[Your instructions]: Can you write out again everything from the line containing "Mark a point on each instance of the dead" down to the end of the records below, requests included, and add 90 to every coordinate in the answers?

[Position annotation records]
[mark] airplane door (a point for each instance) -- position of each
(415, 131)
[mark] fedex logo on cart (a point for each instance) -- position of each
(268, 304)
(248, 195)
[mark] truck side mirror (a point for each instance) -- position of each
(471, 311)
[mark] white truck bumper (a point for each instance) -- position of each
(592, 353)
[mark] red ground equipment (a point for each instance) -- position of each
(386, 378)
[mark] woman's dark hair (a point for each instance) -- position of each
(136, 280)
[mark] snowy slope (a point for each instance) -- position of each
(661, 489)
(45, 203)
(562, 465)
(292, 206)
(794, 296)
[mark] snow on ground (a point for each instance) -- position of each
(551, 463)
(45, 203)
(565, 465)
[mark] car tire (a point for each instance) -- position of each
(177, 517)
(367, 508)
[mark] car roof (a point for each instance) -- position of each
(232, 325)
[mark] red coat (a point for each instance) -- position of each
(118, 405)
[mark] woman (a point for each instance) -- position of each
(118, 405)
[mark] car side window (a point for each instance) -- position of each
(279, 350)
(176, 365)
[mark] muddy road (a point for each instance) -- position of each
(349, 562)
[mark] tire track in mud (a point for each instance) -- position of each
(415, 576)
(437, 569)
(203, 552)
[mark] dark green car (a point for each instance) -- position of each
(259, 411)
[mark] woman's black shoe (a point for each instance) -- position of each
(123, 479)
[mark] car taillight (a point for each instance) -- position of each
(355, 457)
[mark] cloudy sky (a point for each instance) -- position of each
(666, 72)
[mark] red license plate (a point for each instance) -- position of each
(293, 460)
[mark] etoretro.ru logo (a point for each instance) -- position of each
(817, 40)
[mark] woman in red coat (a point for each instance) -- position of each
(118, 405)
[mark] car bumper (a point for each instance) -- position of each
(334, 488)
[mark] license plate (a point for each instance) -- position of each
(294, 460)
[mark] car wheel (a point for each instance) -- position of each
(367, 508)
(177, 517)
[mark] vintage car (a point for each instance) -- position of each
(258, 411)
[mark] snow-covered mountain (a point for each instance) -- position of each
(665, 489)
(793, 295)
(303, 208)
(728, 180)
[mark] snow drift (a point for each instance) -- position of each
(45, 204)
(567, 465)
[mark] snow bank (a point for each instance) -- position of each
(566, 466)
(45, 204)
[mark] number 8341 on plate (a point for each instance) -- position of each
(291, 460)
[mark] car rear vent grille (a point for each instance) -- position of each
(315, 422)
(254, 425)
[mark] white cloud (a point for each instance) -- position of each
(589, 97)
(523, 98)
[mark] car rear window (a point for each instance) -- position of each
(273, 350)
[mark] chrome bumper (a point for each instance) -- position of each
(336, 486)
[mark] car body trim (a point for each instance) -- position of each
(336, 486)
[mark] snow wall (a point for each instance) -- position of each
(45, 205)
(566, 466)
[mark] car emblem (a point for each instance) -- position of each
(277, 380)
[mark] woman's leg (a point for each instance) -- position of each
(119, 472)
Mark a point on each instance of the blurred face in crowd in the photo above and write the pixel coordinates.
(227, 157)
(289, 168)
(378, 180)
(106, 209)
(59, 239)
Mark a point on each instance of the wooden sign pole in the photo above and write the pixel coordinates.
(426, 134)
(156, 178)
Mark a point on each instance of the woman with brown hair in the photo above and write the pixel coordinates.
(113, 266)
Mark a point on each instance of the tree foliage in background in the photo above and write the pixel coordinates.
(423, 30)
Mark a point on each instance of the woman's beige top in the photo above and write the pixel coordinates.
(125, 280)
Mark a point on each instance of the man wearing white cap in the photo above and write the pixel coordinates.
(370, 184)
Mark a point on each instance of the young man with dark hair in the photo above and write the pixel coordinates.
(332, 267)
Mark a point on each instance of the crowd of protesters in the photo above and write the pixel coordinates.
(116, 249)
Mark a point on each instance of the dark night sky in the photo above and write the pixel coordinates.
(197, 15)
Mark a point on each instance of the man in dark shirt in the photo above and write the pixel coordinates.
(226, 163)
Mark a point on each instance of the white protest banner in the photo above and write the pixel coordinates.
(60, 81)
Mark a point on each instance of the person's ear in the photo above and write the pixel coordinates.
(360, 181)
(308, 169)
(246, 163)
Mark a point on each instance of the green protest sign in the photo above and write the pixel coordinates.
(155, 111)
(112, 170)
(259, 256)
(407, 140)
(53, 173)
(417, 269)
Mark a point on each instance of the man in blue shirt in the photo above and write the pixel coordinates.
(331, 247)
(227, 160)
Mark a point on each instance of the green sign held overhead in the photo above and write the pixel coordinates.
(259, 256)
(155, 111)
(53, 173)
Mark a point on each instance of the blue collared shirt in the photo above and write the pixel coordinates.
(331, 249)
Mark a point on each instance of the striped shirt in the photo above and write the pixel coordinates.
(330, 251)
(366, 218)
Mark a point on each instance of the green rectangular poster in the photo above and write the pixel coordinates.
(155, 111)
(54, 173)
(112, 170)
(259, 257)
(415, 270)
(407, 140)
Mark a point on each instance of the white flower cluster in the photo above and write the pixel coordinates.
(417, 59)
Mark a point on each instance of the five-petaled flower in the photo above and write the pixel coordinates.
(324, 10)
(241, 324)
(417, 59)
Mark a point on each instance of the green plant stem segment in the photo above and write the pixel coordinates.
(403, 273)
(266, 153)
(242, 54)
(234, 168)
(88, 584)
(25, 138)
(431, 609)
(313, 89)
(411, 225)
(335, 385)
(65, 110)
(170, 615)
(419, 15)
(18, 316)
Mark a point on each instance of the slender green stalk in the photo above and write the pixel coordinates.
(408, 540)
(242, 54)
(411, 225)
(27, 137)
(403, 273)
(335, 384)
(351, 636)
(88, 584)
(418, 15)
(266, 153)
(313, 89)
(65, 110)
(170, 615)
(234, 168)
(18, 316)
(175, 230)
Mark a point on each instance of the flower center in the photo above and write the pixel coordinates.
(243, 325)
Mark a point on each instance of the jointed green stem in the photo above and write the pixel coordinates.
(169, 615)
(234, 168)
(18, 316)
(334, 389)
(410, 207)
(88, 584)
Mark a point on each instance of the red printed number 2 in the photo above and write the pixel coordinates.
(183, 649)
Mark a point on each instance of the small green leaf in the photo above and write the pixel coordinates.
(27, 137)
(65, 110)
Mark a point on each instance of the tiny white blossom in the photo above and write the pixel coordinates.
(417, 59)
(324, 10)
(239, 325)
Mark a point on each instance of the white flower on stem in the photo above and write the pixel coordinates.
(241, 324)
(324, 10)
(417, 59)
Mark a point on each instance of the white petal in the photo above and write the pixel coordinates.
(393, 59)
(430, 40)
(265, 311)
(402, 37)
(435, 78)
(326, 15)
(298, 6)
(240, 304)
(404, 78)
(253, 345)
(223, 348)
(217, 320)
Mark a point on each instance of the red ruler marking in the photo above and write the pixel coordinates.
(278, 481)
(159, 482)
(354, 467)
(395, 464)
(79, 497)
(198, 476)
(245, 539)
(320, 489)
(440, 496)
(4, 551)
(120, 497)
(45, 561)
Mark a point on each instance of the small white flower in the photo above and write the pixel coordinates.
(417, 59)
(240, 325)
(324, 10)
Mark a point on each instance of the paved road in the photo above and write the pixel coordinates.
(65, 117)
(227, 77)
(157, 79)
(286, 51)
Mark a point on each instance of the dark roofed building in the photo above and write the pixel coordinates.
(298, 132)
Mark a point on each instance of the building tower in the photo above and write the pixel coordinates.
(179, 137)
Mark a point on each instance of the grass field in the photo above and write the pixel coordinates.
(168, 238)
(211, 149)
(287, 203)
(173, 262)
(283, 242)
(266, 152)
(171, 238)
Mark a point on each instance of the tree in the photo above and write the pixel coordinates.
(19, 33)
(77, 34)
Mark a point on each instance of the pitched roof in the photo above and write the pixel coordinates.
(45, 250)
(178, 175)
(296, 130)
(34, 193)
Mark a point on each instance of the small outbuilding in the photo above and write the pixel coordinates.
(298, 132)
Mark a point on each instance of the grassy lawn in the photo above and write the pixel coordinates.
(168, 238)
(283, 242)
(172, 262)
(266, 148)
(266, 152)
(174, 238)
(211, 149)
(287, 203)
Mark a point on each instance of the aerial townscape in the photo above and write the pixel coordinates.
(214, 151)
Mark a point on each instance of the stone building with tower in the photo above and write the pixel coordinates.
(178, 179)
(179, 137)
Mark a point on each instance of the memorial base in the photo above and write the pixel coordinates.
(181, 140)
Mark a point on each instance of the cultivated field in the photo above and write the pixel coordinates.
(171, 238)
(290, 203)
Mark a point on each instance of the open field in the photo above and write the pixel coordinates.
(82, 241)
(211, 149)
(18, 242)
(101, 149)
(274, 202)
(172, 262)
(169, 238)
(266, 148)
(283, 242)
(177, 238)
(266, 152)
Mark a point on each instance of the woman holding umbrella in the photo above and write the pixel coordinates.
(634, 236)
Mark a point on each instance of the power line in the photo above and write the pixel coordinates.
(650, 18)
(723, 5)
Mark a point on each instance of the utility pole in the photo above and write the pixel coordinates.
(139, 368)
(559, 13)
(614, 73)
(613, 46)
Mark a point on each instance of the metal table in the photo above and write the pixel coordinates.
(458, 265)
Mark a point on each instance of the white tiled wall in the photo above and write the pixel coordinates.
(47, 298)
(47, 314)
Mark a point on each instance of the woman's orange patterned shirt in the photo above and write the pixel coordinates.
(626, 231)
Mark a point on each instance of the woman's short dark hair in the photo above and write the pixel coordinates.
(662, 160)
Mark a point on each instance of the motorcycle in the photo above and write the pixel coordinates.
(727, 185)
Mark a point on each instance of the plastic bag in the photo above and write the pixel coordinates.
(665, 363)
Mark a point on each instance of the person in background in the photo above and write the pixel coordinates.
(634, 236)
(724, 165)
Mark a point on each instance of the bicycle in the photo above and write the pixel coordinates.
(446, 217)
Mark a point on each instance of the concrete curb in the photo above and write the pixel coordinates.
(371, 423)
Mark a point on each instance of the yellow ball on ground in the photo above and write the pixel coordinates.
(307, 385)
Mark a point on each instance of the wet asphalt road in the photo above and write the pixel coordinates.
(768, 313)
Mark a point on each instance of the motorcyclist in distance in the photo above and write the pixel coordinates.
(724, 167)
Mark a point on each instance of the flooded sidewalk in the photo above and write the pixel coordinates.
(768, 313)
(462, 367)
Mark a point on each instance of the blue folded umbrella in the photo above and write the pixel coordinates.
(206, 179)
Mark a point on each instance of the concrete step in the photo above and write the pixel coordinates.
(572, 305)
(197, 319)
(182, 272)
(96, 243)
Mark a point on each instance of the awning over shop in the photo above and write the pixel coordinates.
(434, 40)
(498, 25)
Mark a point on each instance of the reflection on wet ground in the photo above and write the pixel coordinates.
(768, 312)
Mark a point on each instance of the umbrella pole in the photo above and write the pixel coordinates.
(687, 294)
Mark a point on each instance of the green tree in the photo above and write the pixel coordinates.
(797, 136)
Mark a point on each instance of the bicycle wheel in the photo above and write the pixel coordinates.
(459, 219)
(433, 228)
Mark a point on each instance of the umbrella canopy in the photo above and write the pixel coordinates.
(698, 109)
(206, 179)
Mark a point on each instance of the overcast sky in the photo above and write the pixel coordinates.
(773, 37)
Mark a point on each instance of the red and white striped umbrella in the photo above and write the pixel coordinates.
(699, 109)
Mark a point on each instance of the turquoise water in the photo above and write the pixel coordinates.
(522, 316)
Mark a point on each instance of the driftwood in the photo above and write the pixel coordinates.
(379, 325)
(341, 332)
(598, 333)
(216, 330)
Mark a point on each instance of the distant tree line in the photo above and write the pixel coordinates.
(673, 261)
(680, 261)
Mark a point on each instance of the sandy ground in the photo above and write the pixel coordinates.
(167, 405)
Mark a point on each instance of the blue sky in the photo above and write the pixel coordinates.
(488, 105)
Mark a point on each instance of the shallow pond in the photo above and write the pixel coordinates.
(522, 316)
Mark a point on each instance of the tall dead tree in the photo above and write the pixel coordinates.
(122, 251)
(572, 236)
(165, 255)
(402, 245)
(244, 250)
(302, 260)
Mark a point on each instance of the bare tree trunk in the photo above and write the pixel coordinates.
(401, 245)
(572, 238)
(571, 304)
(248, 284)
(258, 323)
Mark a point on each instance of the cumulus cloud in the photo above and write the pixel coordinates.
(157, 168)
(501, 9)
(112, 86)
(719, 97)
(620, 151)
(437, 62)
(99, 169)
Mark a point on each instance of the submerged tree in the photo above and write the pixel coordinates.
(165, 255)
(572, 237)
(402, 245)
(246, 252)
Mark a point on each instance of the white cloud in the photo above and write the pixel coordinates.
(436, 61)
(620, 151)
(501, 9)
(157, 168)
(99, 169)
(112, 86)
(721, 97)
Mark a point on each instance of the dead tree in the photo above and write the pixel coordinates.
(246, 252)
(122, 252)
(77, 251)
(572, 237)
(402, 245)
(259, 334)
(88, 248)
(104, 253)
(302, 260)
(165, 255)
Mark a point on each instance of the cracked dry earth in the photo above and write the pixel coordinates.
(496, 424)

[The reply]:
Mark a point on each instance of the dead tree in the photo above and write the pixel coordinates.
(336, 342)
(212, 342)
(167, 341)
(662, 327)
(492, 335)
(349, 424)
(178, 338)
(194, 343)
(392, 350)
(255, 345)
Mark a point on each instance of the cracked dry earth in the photo above and write the pixel coordinates.
(586, 514)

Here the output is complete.